* begin *

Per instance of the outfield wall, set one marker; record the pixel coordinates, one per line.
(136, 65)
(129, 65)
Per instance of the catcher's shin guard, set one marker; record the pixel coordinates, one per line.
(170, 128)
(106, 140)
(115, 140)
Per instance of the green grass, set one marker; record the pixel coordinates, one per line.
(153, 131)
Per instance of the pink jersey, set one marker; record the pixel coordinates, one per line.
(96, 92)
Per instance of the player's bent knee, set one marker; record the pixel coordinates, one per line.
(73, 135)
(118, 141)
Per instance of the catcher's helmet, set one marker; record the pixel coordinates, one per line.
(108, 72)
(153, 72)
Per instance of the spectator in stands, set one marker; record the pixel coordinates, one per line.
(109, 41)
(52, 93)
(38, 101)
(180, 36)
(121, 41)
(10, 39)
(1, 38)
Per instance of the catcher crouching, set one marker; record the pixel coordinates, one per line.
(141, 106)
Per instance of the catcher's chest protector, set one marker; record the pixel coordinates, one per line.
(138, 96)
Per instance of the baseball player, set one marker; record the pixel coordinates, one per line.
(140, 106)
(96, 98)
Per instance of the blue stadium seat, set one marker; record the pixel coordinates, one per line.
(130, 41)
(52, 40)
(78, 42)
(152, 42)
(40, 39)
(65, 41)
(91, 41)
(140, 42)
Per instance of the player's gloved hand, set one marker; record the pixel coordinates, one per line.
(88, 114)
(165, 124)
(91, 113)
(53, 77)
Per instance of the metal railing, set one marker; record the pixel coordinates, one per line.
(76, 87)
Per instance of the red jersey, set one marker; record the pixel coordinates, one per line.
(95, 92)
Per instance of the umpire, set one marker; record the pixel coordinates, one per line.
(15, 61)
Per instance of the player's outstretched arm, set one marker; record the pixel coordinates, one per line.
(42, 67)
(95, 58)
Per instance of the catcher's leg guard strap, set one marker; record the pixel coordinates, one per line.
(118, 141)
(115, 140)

* end *

Required work:
Each line of the listing above should be output exactly.

Completed exercise:
Per instance of the outfield wall, set one marker; record the pixel coordinates, one per line.
(136, 65)
(129, 65)
Per instance of the catcher's shin guard, set one marker; record the pixel coordinates, one per line.
(170, 128)
(106, 140)
(115, 140)
Per instance of the green grass, set one marker; record the pixel coordinates, one per line.
(153, 131)
Per instance of the pink jersey, set one marker; record the pixel coordinates, one per line.
(96, 92)
Per instance of the player's bent knee, set one marker; record the pixel coordinates, one per line.
(73, 135)
(118, 141)
Per instance of the catcher's helmet, set one marker; record the pixel coordinates, one per line.
(108, 72)
(153, 72)
Per instance of the spectator in stands, set one marker; record the pixel coordinates, one per line.
(109, 41)
(52, 93)
(38, 101)
(180, 36)
(121, 41)
(10, 39)
(1, 38)
Per instance of the catcher crouching, set one marker; record the pixel coordinates, one per line.
(141, 106)
Per instance of the catcher's chest protector, set one marker; record the pixel coordinates, one per line.
(138, 96)
Per instance of the baseball player, set one marker; record the pixel coordinates, one per line.
(140, 106)
(96, 98)
Per instance of the blue stadium seat, set one marker; record the pixel coordinates, one per line.
(130, 41)
(52, 40)
(78, 42)
(152, 42)
(40, 39)
(65, 41)
(91, 41)
(140, 42)
Per instance of the player's gloved hand, set one marker; record the pixel coordinates, one per line.
(88, 114)
(165, 124)
(91, 113)
(53, 77)
Per instance of the metal railing, set one marker; record the pixel coordinates, one per line.
(76, 87)
Per instance of the red jersey, set one marker; record the pixel coordinates, one per line.
(95, 92)
Per instance of the umpire, set one marker; record the pixel coordinates, one per line.
(15, 61)
Per instance of the player's outstretched arm, set one marker; record the pixel coordinates, one per line.
(42, 67)
(95, 58)
Per instance of the catcher's leg guard strap, set one marker; record the pixel coordinates, one per line.
(118, 141)
(115, 140)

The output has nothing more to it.